IL CIP6, PERÒ, È SOLO una della forme con cui lo Stato continua a incentivare il settore Oil&Gas: la somma totale è pari a 18,8 miliardi di euro secondo Legambiente, che ieri ha presentato da Ravenna (dov’è in corso l’Omc-Offshore Mediterranean Conference & Exhibition, appuntamento biennale dedicato al settore energetico internazionale) il rapporto Stop sussidi alle fonti fossili.
Un esempio paradossale sono le esenzioni in merito al costo del carburante che riceve il trasporto aereo, uno dei settori più impattanti in materia di cambiamento climatico, che ne beneficia per ben 1,5 miliardi di euro all’anno. Questo dato è tratto dal Catalogo dei sussidi ambientalmente dannosi e favorevoli, pubblicato dal ministero dell’Ambiente nel 2017 (i dati fanno riferimento al 2016), secondo il quale il settore trasporti riceve sussidi in forma di sconti ed esenzioni per complessivi 6.98 miliardi di euro.
Legambiente, che a dicembre – alla vigilia della chiusura della Cop24, la Conferenza Onu sul clima di Katowice (Polonia) – aveva consegnato al governo 35mila firme per chiedere lo stop ai sussidi, oggi rinnova la richiesta all’esecutivo guidato da Giuseppe Conte, chiedendo anche di aggiornare il Catalogo, che è in ritardo di almeno 9 mesi: il documento di rendicontazione per il 2017 avrebbe dovuto essere presentato e reso pubblico entro il 30 giugno dello scorso anno. «La cancellazione dei sussidi alle fonti fossili è stata uno dei cavalli di battaglia del Movimento 5 Stelle, ma nell’ultimo Piano energia e clima non è previsto nessun impegno e il tema viene trattato solo marginalmente» spiega un comunicato di Legambiente.

--

■ COSA FARE:
a - Secondo l'estratto sui sussidi alle fonti fossili, a quanto ammontano ogni anno le esenzioni sul costo del carburante di cui beneficia il trasporto aereo?
b - Riprendi l'estratto sui sussidi alle fonti fossili e proseguilo a partire dalla sua ultima frase.

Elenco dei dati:
--

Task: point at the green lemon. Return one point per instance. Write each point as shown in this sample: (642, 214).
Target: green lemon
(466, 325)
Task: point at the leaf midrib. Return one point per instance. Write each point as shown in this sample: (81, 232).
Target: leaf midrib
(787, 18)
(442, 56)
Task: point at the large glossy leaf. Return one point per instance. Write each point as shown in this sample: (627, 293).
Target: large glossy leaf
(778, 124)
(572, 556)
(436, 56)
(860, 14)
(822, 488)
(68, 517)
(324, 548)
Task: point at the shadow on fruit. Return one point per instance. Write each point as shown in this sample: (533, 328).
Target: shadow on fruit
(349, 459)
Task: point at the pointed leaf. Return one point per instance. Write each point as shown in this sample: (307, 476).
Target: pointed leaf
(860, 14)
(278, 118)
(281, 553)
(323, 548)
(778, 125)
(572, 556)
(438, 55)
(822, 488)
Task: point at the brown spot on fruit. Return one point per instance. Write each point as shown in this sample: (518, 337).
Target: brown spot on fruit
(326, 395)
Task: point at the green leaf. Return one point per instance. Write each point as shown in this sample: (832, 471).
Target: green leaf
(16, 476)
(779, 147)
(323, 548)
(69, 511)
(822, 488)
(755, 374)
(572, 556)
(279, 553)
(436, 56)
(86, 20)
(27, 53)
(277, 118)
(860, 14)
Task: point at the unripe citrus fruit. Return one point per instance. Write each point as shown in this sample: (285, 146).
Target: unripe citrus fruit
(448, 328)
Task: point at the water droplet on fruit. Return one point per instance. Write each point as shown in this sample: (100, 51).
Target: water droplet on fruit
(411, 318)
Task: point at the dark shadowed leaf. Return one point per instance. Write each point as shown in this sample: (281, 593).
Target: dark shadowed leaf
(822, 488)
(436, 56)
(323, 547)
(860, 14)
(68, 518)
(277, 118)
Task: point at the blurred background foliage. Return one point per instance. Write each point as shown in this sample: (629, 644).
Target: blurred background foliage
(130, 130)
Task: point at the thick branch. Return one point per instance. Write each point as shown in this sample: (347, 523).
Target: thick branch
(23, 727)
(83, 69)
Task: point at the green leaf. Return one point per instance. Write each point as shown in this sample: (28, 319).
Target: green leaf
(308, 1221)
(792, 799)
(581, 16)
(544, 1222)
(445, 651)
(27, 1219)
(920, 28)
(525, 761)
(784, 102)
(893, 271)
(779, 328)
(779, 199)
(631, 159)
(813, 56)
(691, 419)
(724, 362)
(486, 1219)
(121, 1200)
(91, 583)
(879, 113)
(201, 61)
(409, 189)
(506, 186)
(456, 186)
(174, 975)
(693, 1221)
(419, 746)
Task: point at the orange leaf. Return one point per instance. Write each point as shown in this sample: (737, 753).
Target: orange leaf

--

■ RISULTATI PER ATTIVITÀ:
a - Ammontano a 1,5 miliardi di euro all'anno.

b -
L’INVENTARIO DEI SUSSIDI alle fonti fossili è un campionario dell’orrore climatico: oltre al Cip6, dentro ci si trovano i sussidi alle trivellazioni oltre alle esenzioni e le riduzioni per l’utilizzo di combustibili fossili in diversi settori considerati energivori, ma anche gli extracosti per le isole minori, che valgono appena 64 milioni di euro ma rappresentano una ipoteca per il futuro: questa voce ripaga infatti la produzione di centrali vecchie e inquinanti in regime di monopolio, un vero freno all’innovazione. L’operatore controlla anche la rete, impedendo di fatto lo sviluppo di impianti da fonti rinnovabili per potrebbero rendere le nostre isole un modello oil free per l’Europa.
SECONDO L’ANALISI dell’associazione ambientalista, oltre 14,3 miliardi di euro all’anno di sussidi alle fonti fossili sono eliminabili in parte subito e del tutto entro il 2025, mentre 4,5 miliardi di euro possono essere rimodulati, nello stesso settore o in altri, ma in modo da spingere l’innovazione e ridurre le emissioni. Che cosa manca? La volontà politica, «e se non lo si fa è perché evidentemente si vuole continuare a proteggere una rendita di cui beneficiano alcune imprese» sottolinea Legambiente. Che guarda in particolare a due ambiti, le royalties e i finanziamenti pubblici all’industria fossile. Per quanto riguarda il primo aspetto, i «diritti» sono pari al 10% per le estrazioni in terra ferma e del 7% per quelle in mare. A beneficiarne sono i principali operatori, come Eni ed Edison.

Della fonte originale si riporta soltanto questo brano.